> Activity
Look through the records below and give the number of lines holding the string "scan", nothing more.

(Collected data)
*** Block opens ***

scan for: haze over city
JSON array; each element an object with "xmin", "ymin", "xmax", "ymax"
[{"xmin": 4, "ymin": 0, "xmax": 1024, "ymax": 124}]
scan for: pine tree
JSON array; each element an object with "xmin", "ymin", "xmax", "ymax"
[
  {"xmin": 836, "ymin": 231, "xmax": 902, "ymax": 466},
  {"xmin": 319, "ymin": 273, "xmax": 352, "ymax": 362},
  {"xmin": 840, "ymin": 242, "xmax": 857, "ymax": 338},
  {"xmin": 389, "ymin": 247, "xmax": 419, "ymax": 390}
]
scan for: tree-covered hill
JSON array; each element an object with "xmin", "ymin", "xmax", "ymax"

*** Block closes ***

> Exercise response
3